-- Entries provided start --
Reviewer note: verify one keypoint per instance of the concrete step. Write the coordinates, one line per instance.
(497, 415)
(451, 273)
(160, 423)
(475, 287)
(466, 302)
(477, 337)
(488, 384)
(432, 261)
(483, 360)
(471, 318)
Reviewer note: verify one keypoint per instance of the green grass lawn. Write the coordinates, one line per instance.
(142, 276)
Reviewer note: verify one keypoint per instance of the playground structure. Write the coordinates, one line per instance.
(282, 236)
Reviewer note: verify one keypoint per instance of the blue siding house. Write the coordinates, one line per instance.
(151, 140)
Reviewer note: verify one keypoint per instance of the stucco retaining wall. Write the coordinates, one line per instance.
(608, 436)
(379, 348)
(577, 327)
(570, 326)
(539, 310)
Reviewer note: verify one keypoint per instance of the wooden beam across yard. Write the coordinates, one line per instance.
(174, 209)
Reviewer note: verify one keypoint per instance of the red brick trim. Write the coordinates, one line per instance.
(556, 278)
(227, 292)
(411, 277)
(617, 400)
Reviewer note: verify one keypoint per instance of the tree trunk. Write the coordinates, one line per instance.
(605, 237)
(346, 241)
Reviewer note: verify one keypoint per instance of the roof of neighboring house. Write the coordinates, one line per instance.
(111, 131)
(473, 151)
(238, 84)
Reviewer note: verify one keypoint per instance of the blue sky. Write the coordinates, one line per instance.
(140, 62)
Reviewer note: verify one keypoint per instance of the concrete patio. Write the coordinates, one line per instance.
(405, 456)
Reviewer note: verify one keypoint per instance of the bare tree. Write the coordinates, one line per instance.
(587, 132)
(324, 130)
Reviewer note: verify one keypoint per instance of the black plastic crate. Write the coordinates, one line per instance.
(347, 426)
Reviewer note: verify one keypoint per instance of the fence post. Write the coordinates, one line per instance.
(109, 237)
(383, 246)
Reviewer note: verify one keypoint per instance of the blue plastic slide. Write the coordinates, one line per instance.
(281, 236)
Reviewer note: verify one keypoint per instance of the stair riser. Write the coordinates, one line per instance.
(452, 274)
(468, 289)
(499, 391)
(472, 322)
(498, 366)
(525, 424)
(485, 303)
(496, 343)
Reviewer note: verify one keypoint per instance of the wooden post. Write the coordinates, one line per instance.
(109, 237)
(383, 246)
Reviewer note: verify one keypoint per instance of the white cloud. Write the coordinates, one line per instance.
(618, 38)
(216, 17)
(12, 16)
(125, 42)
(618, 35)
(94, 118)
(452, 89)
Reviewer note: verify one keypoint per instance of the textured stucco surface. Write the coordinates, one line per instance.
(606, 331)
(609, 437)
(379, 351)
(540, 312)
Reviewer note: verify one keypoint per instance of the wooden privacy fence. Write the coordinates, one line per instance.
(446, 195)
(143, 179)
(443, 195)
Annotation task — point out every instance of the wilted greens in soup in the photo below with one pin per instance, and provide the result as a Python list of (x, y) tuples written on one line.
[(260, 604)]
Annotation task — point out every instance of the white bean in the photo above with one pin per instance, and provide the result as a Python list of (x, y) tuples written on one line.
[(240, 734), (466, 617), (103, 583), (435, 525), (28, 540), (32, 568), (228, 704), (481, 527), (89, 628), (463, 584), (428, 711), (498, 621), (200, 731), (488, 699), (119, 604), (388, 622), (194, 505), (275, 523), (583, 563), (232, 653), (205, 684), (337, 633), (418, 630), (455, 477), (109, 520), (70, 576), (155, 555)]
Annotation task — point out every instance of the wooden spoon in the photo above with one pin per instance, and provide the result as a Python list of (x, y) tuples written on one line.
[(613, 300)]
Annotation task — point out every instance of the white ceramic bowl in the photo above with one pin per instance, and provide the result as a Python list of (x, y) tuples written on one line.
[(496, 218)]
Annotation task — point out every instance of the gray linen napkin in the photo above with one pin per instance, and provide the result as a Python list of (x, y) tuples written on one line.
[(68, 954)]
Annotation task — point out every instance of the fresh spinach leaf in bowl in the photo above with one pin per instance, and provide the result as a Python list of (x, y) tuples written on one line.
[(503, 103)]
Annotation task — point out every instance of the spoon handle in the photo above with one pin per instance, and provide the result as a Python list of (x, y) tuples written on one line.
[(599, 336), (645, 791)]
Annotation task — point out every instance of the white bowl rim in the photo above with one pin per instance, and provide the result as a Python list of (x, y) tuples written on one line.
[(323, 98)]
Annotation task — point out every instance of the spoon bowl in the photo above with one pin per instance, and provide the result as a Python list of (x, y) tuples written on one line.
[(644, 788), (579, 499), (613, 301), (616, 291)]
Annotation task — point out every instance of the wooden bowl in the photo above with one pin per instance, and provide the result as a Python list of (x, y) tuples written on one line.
-- Entries provided end --
Directive: Rewrite the part of the records that opens with the line containing "fence. Write the coordinates, one line per instance." and closes with the line containing "[(260, 604)]", keeping the requests, and decrease every coordinate in the answers by 18.

Answer to this task:
Reviewer note: verify one keypoint per instance of the wooden privacy fence. Write the coordinates, one line per instance.
(428, 177)
(125, 161)
(425, 177)
Annotation task — point out every instance of the wilted greens in soup in the photo below with one pin per instance, and provide the result as a Python list of (x, y) tuples written on one line.
[(242, 586)]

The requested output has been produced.